[Start of Dataset extract]

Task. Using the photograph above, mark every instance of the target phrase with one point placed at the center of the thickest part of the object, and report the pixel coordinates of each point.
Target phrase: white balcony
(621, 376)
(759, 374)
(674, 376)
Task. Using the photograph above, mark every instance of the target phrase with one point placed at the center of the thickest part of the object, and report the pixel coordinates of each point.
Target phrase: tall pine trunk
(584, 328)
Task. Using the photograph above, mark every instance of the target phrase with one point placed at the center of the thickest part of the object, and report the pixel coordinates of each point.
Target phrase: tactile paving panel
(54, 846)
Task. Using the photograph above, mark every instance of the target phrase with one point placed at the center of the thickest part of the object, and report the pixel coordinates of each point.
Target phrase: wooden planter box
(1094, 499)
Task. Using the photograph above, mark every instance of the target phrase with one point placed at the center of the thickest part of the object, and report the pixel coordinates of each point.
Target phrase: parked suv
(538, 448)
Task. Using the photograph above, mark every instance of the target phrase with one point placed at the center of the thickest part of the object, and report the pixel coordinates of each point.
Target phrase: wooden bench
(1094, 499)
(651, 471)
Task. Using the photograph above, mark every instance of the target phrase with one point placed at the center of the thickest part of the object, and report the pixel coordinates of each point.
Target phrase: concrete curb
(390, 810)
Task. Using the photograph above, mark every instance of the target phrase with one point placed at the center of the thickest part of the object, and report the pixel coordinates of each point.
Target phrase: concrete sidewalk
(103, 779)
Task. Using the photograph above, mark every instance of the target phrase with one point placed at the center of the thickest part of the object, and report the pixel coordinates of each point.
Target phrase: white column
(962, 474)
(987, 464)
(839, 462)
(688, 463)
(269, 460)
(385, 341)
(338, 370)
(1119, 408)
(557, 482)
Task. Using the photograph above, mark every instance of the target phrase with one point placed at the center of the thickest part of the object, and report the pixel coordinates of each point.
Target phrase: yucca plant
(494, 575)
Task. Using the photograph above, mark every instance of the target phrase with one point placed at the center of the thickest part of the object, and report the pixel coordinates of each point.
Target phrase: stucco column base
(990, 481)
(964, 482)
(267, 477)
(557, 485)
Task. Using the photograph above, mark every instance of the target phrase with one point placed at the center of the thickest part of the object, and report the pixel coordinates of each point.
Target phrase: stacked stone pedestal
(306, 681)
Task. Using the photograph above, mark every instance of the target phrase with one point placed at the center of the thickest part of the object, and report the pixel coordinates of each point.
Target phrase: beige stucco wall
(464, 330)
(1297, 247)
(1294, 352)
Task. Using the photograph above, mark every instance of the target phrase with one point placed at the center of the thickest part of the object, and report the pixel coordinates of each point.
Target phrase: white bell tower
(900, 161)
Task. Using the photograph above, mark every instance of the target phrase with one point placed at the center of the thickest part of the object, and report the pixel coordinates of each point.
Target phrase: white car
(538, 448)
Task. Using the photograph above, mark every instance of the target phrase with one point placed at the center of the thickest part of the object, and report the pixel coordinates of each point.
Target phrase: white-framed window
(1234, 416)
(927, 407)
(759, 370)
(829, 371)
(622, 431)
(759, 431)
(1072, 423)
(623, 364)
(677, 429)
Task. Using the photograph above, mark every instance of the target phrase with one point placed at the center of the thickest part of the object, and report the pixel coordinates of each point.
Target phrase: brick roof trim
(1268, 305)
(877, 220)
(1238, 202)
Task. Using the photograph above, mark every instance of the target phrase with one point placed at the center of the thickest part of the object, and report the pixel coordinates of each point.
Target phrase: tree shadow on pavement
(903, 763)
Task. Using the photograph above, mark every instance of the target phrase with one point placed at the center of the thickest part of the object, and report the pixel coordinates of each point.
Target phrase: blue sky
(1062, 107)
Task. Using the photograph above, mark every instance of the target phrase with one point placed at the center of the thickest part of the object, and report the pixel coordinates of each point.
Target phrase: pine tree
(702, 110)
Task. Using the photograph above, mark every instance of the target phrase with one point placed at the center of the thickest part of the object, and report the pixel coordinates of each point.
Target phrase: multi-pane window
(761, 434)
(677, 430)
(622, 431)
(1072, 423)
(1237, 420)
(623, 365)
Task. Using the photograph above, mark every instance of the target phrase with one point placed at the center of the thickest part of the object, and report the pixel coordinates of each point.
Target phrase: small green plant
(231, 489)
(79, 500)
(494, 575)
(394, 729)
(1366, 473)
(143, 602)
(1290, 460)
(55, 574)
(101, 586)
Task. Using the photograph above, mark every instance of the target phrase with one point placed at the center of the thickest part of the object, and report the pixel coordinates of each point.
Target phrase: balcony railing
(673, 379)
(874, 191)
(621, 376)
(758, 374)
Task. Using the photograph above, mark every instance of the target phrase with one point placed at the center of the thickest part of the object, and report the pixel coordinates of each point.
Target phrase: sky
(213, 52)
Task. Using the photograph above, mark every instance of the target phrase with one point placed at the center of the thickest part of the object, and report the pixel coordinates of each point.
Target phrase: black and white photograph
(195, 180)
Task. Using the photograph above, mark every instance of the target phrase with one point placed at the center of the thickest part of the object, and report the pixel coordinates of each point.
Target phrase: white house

[End of Dataset extract]

Give an exact repetition of all the material.

» Solution below
Task. Using the photograph above, mark every instance of the target phrase with one point placed at the center of the thickest part of the object, and report the pixel coordinates of each point.
Target phrase: white balcony
(621, 376)
(759, 374)
(674, 376)
Task. Using the photograph above, mark every instance of the target phrase with one point placed at the center of the thickest part of the object, and report the pixel coordinates of each point.
Target phrase: tall pine trunk
(584, 328)
Task. Using the photograph above, mark every instance of the target phrase with one point placed at the center of the thickest part of the object, and report the pixel coordinates of each point.
Target phrase: tactile paving panel
(54, 846)
Task. Using the photograph above, mark every instance of the target phrase with one point placed at the center of the thickest part of the object, and report the pixel coordinates of each point.
Target phrase: wooden planter box
(1094, 499)
Task. Using the photograph above, mark every instance of the target phrase with one point placed at the center of the thickest part of the object, and report the pixel coordinates of each point.
Target phrase: parked suv
(538, 448)
Task. Using the photograph above, mark every instance of the target phrase with one point placed at the center of the thickest part of the object, and report the pixel coordinates of each point.
Target phrase: wooden bench
(1094, 499)
(651, 471)
Task. Using the photograph above, mark every instance of the target phrase with one point placed at the center of the thickest part of the object, and report the pixel coordinates of each point.
Target phrase: concrete curb
(390, 810)
Task. Using the photograph above, mark every instance of the target phrase with one point placed at the center of the thickest part of the object, and report the pixel coordinates of each point.
Target phrase: concrete sidewalk
(103, 779)
Task. Using the photograph above, mark every instance of the target phrase with one point placed at the center of the thickest part of the object, and report the pixel coordinates of each point.
Target phrase: white column
(962, 474)
(987, 464)
(839, 462)
(688, 463)
(269, 460)
(385, 341)
(338, 370)
(1119, 408)
(557, 482)
Task. Using the photograph above, mark every instance of the target phrase with one point placed at the center of the thickest part of the object, and report the pixel coordinates of each point.
Target phrase: yucca plant
(494, 575)
Task. Using the photograph above, mark every instance of the target phrase with one point placed at the center of the thickest part of the object, and report the pixel coordinates of each point.
Target phrase: stucco column base
(990, 481)
(964, 482)
(267, 477)
(557, 485)
Task. Using the photograph above, mark every instance of the target phrase with one point placed at the center of the thickest part of the object, and report the pixel coordinates of each point.
Target phrase: stacked stone pedestal
(306, 681)
Task. Using the photograph above, mark every instance of the target phrase with one point placed at the center of the thickest part of the object, and report the pixel coordinates of each point.
Target phrase: beige stucco wall
(464, 330)
(1297, 247)
(1294, 352)
Task. Using the photograph above, mark every instance of the target phrase with one point placed at the center of the thickest part of the object, and report the pixel coordinates of each point.
Target phrase: white bell tower
(900, 161)
Task. Using the photograph above, mark every instance of the target phrase with one point placed at the center of the thickest part of the object, and report the pixel coordinates of each point.
Target phrase: white car
(538, 448)
Task. Using the photograph above, mark every instance of the target phrase with one point placed at the center of the thickest part of the object, and report the pixel coordinates of each point.
Target phrase: white-framed window
(1234, 416)
(927, 407)
(759, 370)
(829, 371)
(622, 431)
(759, 431)
(1072, 423)
(623, 364)
(677, 429)
Task. Using the photograph above, mark every instance of the target phrase with one point placed at the center of the thickest part of the object, and report the pixel coordinates of each point.
Target phrase: brick roof trim
(1268, 305)
(877, 220)
(1238, 202)
Task. Using the photograph above, mark every instance of the target phrase with one point placed at the center of the thickest part of the object, and report the pixel coordinates of each point.
Target phrase: tree shadow on pavement
(903, 763)
Task. Using the photograph above, mark every instance of the target phrase with one point placed at the center of the thickest part of the object, and report the pixel coordinates of each point.
Target phrase: blue sky
(1062, 107)
Task. Using the photograph above, mark every instance of the target phrase with one point placed at the center of the thickest part of the object, and report the pixel coordinates of each point.
Target phrase: pine tree
(702, 110)
Task. Using the photograph above, mark every instance of the target phrase with one point placed at the center of the thickest part of the object, and report the pixel coordinates of each point.
Target phrase: multi-pane window
(761, 434)
(677, 430)
(622, 431)
(1072, 423)
(1237, 420)
(623, 365)
Task. Using the photograph above, mark every instance of the target phrase with one point placed at the center of the thickest part of the object, and report the pixel coordinates of each point.
Target phrase: small green plant
(231, 489)
(79, 500)
(494, 575)
(394, 729)
(1366, 473)
(143, 602)
(1290, 460)
(55, 574)
(101, 586)
Task. Using the photograph above, mark every instance of the target phrase with one point placed at the center of the thickest part of the object, and report the pixel coordinates of each point.
Target phrase: balcony railing
(673, 379)
(874, 191)
(621, 376)
(758, 374)
Task. Using the photograph above, mark every instance of the target phrase with one point placed at the center of the thickest part of the object, and report the pixel coordinates of each point.
Target phrase: sky
(213, 52)
Task. Using the photograph above, mark every instance of the target phrase with one point placed at the center of the thickest part of the object, and report the pixel coordinates of each point.
Target phrase: black and white photograph
(195, 180)
Task. Using the photograph above, mark every instance of the target phrase with one point placed at the center of the thickest part of the object, and report the pixel coordinates of each point.
Target phrase: white house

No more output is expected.